## Source extract
------------------------
Mojo Facets - evolution of faceted browsing - Dobrica Pavlinušić's Weblog / Blog

My server side faceted browser just got a bit better. In fact, it become 10 times better. But, let's try to explain this story step by step...

This week I will try to introduce faceted joins. Primary motivation is great Plants For A Future database which consists of more than one text file.

Use case is something like following:
I would like to know all plants which can have medical use, are edable and have perennial habitat (so I don't have to re-plant them every year).

And you can watch the video to see how easily this can be done:

But, this still doesn't make MojoFacets 10 times better than before. This is quite small dataset (still about 10 times bigger than Exhibit could handle), but I had new problem: 100Mb source file a bit less than 30000 items. To make it scale more I implemented pre-calculated filters and sorts. They serve same usage as indexes do in relational databases, but they are calculated on demand and stored in memory.

Let's see in action how does it work with ~30000 items:

In this video, we saw:

starting memory usage of ~13Mb
100Mb dataset with 29869 items
filter by autor with 45644 taking ~10s
use regex filter ic,
godina_izdavanja is numeric facet
jezik filter using cro slo ser regexps and toggle it
show popup title on filters
turn off filters to show under 4s load time
at the end, we consumed ~260Mb of memory

Ok, 4s might not seem blazingly fast, but have in mind that all this is implemented in pure perl (so deployment is lightweight) using Mojolicious web framework. But it has it's overhead. Other than 260Mb or RAM for browser, it will also take 600Mb of RAM memory for server side. But, if you can live with 6* file size factor server side this might be very interesting as a faceted browsing tool for the web.
------------------------
## Information given
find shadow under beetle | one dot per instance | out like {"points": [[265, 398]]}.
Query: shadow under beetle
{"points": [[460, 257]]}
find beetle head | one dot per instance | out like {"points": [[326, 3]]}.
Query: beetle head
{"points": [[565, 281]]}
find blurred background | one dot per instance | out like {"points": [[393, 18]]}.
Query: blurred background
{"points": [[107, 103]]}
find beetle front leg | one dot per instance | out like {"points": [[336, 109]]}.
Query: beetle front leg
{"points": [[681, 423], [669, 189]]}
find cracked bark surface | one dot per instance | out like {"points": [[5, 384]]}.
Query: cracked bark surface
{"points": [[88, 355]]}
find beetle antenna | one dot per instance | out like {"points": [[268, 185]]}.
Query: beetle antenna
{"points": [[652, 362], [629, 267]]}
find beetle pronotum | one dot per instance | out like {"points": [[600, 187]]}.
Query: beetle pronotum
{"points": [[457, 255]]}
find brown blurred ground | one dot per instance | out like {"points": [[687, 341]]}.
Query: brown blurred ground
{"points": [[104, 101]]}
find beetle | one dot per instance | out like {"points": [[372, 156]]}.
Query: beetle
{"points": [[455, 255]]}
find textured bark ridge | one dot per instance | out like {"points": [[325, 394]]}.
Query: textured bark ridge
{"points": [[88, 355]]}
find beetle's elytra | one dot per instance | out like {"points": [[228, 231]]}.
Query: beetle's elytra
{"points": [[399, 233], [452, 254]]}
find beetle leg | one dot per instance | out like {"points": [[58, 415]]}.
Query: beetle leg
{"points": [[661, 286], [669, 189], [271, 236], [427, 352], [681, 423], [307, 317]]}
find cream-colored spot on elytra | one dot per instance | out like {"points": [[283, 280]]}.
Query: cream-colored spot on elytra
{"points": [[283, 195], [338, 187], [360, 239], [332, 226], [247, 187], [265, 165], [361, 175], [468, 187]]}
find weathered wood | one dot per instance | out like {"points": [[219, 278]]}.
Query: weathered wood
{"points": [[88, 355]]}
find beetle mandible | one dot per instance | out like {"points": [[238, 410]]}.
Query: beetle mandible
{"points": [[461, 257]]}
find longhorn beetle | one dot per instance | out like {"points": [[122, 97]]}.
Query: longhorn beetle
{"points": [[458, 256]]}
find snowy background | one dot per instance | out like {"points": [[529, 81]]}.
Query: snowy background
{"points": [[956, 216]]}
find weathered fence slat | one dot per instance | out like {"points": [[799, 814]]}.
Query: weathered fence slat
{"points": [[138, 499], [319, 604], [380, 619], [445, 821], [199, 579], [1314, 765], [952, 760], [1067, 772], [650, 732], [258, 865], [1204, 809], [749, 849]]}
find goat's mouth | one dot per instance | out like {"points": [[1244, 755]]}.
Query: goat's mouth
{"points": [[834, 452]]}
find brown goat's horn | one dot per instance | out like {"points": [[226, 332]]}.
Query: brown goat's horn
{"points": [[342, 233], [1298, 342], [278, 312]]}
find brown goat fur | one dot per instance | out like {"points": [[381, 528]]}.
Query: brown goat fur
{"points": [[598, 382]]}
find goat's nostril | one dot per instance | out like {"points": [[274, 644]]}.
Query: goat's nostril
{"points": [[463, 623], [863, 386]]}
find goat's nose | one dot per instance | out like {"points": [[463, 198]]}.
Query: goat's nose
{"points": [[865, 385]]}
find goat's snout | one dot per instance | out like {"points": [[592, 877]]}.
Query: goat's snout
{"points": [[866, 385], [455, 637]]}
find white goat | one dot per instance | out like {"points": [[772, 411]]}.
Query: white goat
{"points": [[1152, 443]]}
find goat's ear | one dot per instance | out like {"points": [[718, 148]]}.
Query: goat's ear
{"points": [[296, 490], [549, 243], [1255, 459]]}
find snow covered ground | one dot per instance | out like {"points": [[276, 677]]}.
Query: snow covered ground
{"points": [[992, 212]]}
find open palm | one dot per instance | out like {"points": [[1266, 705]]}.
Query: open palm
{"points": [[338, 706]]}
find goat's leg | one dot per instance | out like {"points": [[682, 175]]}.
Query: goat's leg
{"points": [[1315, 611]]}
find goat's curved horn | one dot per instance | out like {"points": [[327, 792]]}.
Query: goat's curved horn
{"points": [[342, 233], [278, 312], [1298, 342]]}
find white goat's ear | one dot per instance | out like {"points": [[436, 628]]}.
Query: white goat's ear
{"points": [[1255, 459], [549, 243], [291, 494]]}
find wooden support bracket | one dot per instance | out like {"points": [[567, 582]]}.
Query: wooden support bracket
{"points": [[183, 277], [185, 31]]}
------------------------
## What is being asked
Answer these from the MojoFacets post:
(a) Which database motivated the introduction of faceted joins?
(b) How many items does the 100Mb dataset contain?
(c) How much RAM does the server side take?
Work only from the MojoFacets post; set the material aside.

## Task result
(a) The Plants For A Future database.
(b) 29869 items.
(c) 600Mb.